• What you need to do:
All of the data below is to be copied exactly.

Start of Material provided

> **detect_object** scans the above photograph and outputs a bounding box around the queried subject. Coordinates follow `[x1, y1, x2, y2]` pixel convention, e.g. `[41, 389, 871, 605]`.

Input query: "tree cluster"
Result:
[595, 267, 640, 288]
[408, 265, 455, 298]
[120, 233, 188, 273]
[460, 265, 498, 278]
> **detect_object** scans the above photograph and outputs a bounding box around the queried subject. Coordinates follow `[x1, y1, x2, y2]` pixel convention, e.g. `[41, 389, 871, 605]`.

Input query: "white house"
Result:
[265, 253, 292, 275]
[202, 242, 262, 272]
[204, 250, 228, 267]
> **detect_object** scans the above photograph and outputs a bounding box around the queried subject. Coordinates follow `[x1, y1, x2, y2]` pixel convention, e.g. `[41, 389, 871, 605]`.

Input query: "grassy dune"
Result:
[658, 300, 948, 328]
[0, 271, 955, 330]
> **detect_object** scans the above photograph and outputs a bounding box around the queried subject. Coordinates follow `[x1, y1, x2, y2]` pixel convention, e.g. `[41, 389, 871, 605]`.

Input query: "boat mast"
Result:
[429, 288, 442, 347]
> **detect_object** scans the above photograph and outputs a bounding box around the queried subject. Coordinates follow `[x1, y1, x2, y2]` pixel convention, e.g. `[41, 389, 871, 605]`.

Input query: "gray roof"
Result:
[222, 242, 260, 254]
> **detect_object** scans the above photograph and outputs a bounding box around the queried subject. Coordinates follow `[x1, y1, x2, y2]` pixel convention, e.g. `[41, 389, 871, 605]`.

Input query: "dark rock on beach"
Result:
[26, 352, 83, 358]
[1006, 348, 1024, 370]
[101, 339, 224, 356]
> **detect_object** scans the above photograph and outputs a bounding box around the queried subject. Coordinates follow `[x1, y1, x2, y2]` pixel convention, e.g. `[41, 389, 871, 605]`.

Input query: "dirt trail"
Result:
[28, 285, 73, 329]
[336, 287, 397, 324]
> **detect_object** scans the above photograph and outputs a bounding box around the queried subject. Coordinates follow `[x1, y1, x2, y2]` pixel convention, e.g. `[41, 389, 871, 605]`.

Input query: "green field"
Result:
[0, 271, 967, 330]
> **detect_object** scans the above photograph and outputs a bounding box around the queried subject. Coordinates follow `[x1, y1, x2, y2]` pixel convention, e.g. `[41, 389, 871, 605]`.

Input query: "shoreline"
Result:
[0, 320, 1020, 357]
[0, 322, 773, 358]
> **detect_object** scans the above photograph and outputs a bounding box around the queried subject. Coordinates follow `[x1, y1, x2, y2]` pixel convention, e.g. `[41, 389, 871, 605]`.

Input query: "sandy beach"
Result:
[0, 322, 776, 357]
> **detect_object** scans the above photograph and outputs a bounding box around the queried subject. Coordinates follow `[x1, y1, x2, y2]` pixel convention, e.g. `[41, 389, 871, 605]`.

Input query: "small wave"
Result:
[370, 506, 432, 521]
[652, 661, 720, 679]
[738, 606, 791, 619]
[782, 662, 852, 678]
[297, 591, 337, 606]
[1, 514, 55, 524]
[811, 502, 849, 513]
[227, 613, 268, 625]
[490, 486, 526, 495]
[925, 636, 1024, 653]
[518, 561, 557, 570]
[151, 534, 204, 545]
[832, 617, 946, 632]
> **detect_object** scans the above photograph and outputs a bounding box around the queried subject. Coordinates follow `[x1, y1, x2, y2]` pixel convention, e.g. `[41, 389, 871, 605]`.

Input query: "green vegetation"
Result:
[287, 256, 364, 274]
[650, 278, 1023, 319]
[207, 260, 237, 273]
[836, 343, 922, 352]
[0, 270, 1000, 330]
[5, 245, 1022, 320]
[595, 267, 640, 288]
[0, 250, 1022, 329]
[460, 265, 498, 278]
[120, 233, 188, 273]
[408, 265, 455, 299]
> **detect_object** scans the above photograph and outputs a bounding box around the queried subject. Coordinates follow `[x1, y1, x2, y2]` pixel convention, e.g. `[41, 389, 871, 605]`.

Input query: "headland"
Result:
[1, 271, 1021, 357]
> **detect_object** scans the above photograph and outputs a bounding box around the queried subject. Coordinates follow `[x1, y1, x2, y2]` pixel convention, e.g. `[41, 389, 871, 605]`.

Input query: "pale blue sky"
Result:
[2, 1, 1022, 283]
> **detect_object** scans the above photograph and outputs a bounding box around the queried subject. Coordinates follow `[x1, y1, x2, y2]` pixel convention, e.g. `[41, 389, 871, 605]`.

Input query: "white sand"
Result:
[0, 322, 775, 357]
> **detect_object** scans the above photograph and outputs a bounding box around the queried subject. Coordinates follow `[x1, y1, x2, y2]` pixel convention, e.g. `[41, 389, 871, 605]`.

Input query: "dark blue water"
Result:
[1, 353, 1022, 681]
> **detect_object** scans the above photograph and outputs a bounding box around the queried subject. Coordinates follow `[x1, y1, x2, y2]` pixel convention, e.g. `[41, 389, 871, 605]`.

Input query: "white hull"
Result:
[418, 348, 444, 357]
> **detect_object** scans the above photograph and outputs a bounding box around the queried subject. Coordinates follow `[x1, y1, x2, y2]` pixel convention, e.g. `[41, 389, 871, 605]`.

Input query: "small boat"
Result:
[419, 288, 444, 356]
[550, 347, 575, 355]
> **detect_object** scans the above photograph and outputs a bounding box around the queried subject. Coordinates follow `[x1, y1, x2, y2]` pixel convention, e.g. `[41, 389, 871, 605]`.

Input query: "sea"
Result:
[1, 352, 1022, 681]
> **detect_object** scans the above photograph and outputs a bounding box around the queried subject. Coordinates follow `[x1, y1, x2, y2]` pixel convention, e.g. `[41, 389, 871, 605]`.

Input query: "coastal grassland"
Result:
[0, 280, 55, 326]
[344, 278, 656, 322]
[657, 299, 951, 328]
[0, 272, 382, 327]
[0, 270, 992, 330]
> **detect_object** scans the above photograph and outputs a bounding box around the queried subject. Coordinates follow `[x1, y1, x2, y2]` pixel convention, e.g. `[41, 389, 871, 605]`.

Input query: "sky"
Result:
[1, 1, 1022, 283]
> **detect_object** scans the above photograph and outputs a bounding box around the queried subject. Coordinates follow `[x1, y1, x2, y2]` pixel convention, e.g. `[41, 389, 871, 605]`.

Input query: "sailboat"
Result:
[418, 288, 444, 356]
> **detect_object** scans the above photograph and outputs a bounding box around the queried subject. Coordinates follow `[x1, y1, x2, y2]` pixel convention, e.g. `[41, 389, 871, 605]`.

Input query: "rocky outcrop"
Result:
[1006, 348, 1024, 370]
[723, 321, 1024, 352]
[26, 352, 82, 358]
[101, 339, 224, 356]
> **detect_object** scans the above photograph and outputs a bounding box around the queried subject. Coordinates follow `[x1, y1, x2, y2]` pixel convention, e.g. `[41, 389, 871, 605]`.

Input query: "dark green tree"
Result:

End of Material provided

• Output for this exercise:
> **detect_object** scans the above photograph and outputs a bounding box around the queried subject. Coordinates follow `[x1, y1, x2, y2]` pixel convention, e.g. `[41, 389, 871, 605]`.

Input query: "tree cluster"
Result:
[595, 267, 640, 288]
[408, 265, 455, 298]
[120, 233, 188, 273]
[460, 265, 498, 278]
> **detect_object** scans the above photograph and outputs a bounding box around the queried subject. Coordinates follow `[x1, y1, x2, y2]` pixel convention, e.g. `[41, 389, 871, 605]`.

Input query: "white house"
Result:
[265, 253, 292, 275]
[202, 242, 262, 272]
[204, 250, 228, 267]
> **detect_object** scans the above photograph and outputs a bounding box around the queried subject. Coordinates follow `[x1, y1, x2, y2]` pixel convention, e.g. `[41, 389, 871, 605]`.

Input query: "grassy dune"
Result:
[658, 300, 948, 328]
[0, 271, 955, 330]
> **detect_object** scans the above photograph and outputs a bounding box around the queried subject. Coordinates follow `[x1, y1, x2, y2]` pixel convention, e.g. `[41, 389, 871, 605]`.

Input query: "boat mast"
Result:
[429, 288, 442, 347]
> **detect_object** scans the above photograph and outputs a bounding box around the queried subject. Coordinates follow `[x1, y1, x2, y2]` pixel convention, e.g. `[41, 389, 871, 605]`.

Input query: "gray roof"
Result:
[222, 242, 260, 254]
> **detect_object** scans the above photograph and outputs a bounding box around the queried subject. Coordinates follow `[x1, y1, x2, y2]` pixel convention, e.g. `[41, 389, 871, 605]`.

Input query: "dark rock on beach"
Result:
[26, 352, 83, 358]
[1006, 348, 1024, 370]
[101, 339, 224, 356]
> **detect_object** scans the above photograph and outputs a bounding box around the queried subject. Coordinates follow `[x1, y1, x2, y2]` pixel convention, e.g. `[41, 389, 871, 605]`.

Input query: "dirt trail"
Result:
[28, 285, 73, 329]
[336, 287, 397, 324]
> **detect_object** scans the above photograph and outputs a bounding box around the queried subject. Coordinates follow `[x1, y1, x2, y2]` pixel convention, e.g. `[41, 389, 871, 605]`.

Input query: "green field"
Result:
[0, 271, 967, 330]
> **detect_object** scans the above photograph and outputs a bounding box around the queried subject. Coordinates follow `[x1, y1, x2, y2]` pixel convention, e.g. `[41, 389, 871, 605]`.

Input query: "shoreline"
Result:
[0, 320, 1020, 357]
[0, 322, 773, 358]
> **detect_object** scans the above photograph and outputs a bounding box around the queried subject. Coordinates follow `[x1, y1, x2, y2]` pixel convention, e.g. `[41, 389, 871, 605]`.

Input query: "sandy beach"
Result:
[0, 322, 776, 357]
> **detect_object** scans the above photograph and outputs a bounding box around the queried subject. Coordinates follow `[x1, y1, x2, y2]` pixel convention, e.g. `[41, 389, 871, 605]`.

Input query: "small wave"
Result:
[370, 506, 432, 521]
[652, 661, 720, 679]
[738, 606, 791, 619]
[782, 662, 852, 678]
[297, 591, 337, 606]
[1, 514, 55, 524]
[811, 502, 849, 513]
[227, 613, 268, 625]
[490, 486, 526, 495]
[925, 636, 1024, 653]
[518, 561, 557, 570]
[151, 534, 204, 545]
[832, 617, 946, 632]
> **detect_object** scans the above photograph and outputs a bounding box around the queried subject. Coordinates follow `[x1, y1, x2, y2]` pixel convention, e.g. `[41, 389, 871, 605]`.

Input query: "green vegetation"
Result:
[287, 256, 364, 274]
[650, 278, 1023, 319]
[207, 260, 237, 273]
[836, 343, 922, 352]
[0, 270, 1000, 330]
[5, 245, 1022, 320]
[595, 267, 640, 288]
[0, 250, 1022, 329]
[460, 265, 498, 278]
[120, 233, 188, 273]
[408, 265, 455, 299]
> **detect_object** scans the above photograph and outputs a bounding box around the queried subject. Coordinates follow `[x1, y1, x2, y2]` pixel convention, e.g. `[41, 389, 871, 605]`.

Input query: "headland"
Result:
[1, 271, 1021, 357]
> **detect_object** scans the above photograph and outputs a bounding box around the queried subject. Coordinates follow `[x1, y1, x2, y2]` pixel convention, e.g. `[41, 389, 871, 605]`.

Input query: "pale blue sky"
Result:
[2, 1, 1022, 283]
> **detect_object** scans the above photograph and outputs a bounding box around the queried subject. Coordinates follow `[x1, y1, x2, y2]` pixel convention, e.g. `[41, 389, 871, 605]`.

Input query: "white sand"
Result:
[0, 322, 775, 357]
> **detect_object** scans the above photograph and outputs a bounding box around the queried subject. Coordinates follow `[x1, y1, x2, y2]` pixel convention, e.g. `[41, 389, 871, 605]`.

Input query: "dark blue water"
Result:
[1, 353, 1022, 681]
> **detect_object** scans the above photograph and outputs a bounding box around the queried subject. Coordinates follow `[x1, y1, x2, y2]` pixel convention, e.g. `[41, 389, 871, 605]`.

Input query: "white hull"
Result:
[418, 348, 444, 357]
> **detect_object** scans the above photograph and outputs a bounding box around the queried subject. Coordinates follow `[x1, y1, x2, y2]` pixel convention, e.g. `[41, 389, 871, 605]`.

Input query: "small boat"
Result:
[419, 288, 444, 356]
[550, 347, 575, 355]
> **detect_object** scans the above photograph and outputs a bounding box around the queried subject. Coordinates follow `[x1, y1, x2, y2]` pixel convention, e.g. `[41, 389, 871, 605]`.

Input query: "sea"
Result:
[1, 352, 1022, 681]
> **detect_object** scans the above photograph and outputs a bounding box around the queried subject. Coordinates follow `[x1, y1, x2, y2]` pixel convention, e.g. `[41, 389, 871, 605]`.

Input query: "coastal grassland"
Result:
[0, 280, 55, 326]
[344, 278, 656, 322]
[657, 299, 951, 328]
[0, 272, 382, 327]
[0, 270, 992, 330]
> **detect_object** scans the above photograph and outputs a bounding box around the queried subject. Coordinates follow `[x1, y1, x2, y2]` pixel convention, e.g. `[41, 389, 871, 605]`.

Input query: "sky"
Result:
[1, 1, 1022, 283]
> **detect_object** scans the above photograph and outputs a bounding box around the queried subject. Coordinates follow `[x1, y1, x2, y2]` pixel convention, e.g. `[41, 389, 871, 605]`.

Input query: "sailboat"
Result:
[418, 288, 444, 356]
> **detect_object** scans the above photograph and outputs a bounding box around the queried subject. Coordinates follow `[x1, y1, x2, y2]` pixel convention, e.g. `[41, 389, 871, 605]`.

Input query: "rocky outcrop"
Result:
[1006, 348, 1024, 370]
[723, 321, 1024, 352]
[26, 352, 82, 358]
[101, 339, 224, 356]
> **detect_object** scans the above photograph and outputs a bounding box around the queried subject. Coordinates follow `[x1, y1, x2, y2]` pixel convention, e.g. `[41, 389, 871, 605]`.

Input query: "dark green tree"
Result:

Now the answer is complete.